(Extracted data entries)

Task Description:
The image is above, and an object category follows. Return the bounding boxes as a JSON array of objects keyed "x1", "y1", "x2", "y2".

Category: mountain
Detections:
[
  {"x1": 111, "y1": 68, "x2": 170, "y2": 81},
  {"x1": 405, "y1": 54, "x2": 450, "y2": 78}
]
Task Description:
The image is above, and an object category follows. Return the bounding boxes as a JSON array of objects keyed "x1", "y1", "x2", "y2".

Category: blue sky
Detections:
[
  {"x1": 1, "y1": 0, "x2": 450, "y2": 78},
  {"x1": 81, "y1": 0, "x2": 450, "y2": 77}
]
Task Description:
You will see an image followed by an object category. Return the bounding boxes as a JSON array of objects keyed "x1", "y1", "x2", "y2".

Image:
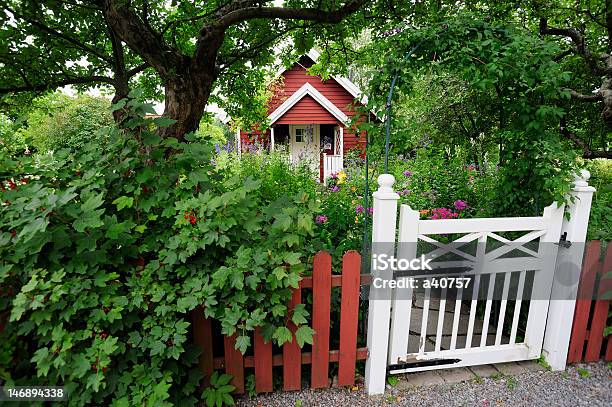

Task prompt:
Write out all of the items above word for word, omitting the pictures.

Solution for this task:
Task Description:
The image is above, and an object category follows. Return the bounding boxes as a JSON array of objects keyed "x1", "y1", "x2", "y2".

Category: mountain
Detections:
[
  {"x1": 111, "y1": 68, "x2": 170, "y2": 81},
  {"x1": 405, "y1": 54, "x2": 450, "y2": 78}
]
Task Description:
The image is above, and an object category follows. Return the bounding boxes as a JSON array of objects keyed "x1", "y1", "x2", "y2".

Category: blue sky
Detections:
[
  {"x1": 1, "y1": 0, "x2": 450, "y2": 78},
  {"x1": 81, "y1": 0, "x2": 450, "y2": 77}
]
Task Description:
You will see an image followed by an object category. Return the bounding boxes as a JSON array of objects keyed "x1", "y1", "x2", "y2".

Image:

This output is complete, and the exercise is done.